EXERCISE TASK: Retype each entry below, keeping every character the same.

(Object position labeling entries)
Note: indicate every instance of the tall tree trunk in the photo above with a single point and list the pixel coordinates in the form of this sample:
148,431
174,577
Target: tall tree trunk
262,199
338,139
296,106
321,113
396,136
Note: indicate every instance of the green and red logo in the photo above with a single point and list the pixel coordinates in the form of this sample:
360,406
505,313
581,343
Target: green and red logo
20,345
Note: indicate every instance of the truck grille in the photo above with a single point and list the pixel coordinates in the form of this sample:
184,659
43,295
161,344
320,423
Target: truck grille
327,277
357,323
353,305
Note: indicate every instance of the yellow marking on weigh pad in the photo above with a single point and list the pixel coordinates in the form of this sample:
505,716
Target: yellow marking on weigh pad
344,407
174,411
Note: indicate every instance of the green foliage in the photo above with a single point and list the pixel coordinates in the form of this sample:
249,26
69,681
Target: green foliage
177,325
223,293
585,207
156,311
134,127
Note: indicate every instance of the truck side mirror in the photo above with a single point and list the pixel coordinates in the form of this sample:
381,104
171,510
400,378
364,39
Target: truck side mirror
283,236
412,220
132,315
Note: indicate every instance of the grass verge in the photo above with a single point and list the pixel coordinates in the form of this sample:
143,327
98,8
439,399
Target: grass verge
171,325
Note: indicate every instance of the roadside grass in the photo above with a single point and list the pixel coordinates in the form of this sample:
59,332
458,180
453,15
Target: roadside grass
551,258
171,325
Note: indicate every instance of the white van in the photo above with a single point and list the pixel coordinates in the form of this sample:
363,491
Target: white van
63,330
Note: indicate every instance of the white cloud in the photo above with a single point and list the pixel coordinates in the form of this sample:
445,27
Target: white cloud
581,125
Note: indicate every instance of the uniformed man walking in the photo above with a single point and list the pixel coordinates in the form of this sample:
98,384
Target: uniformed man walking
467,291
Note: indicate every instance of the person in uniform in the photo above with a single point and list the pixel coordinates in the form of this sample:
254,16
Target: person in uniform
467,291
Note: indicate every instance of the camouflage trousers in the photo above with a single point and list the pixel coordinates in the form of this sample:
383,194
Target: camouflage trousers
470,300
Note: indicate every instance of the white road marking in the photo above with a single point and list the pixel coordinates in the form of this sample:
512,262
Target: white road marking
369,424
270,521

SOLUTION:
Note: indicate every instance of the tall tree trunk in the photo above with a single point and list the pixel coordinates in the form of this sample:
148,431
174,577
Target: tall tree trunk
262,199
338,139
296,106
321,113
396,136
Note: indicate every instance of the green and red logo in the photo above with a single point and list the pixel coordinates in the form of this sample:
360,406
505,313
581,343
Target: green and red logo
20,345
Note: indicate every instance of the truck grille in the photo above with a single point and list the pixel coordinates in the form of this sample:
184,659
43,295
161,344
320,423
Target: truck grille
327,277
357,323
353,305
Note: indicate every instance of the yellow marking on weigh pad in the photo above with a single point and list the pixel coordinates in the form of this sample:
505,716
Target: yellow marking on weigh pad
344,407
174,411
Note: indicate every instance of the green foliage in the photo above with a single point and list the pixel coordinates in the form of this sample:
249,26
69,681
Target: green foliage
177,325
223,293
585,207
156,311
134,127
Note: indicate every instance of the truck side mirror in the photo above with a single point and list the pixel coordinates in the form of this sample:
381,104
171,510
400,378
364,39
Target: truck side mirror
283,236
412,220
132,315
Note: indicate every instance of the grass verge in the photo above with a single point and list the pixel coordinates in the form of this sample:
143,327
98,8
439,399
Target: grass verge
171,325
Note: indicate every instance of the roadside grass in the photo above with a single point and list the pixel coordinates in the form of this sample:
59,332
458,180
453,15
Target: roadside grass
551,258
171,325
Note: indicate every instance of the white van in the photo above with a single point and list the pixel coordinates in the form of this sample:
363,491
Target: white van
63,330
Note: indicate every instance of the white cloud in the photo above with a single point and list the pixel coordinates in the form of this sample:
445,27
Target: white cloud
581,125
Note: indicate every instance of the uniformed man walking in the photo above with a single point and list the pixel coordinates in the form of this sample:
98,384
Target: uniformed man walking
467,291
Note: indicate every instance of the person in uniform in the photo above with a single point and list the pixel coordinates in the form of this sample:
254,16
Target: person in uniform
467,291
Note: indicate every instance of the camouflage trousers in the photo above with a single point and list the pixel coordinates in the form of this sample:
383,194
Target: camouflage trousers
470,300
Note: indicate every instance of the white road marking in the photo above with a single point and list the pixel coordinates in the form of this sample:
512,262
Target: white road marking
369,424
270,521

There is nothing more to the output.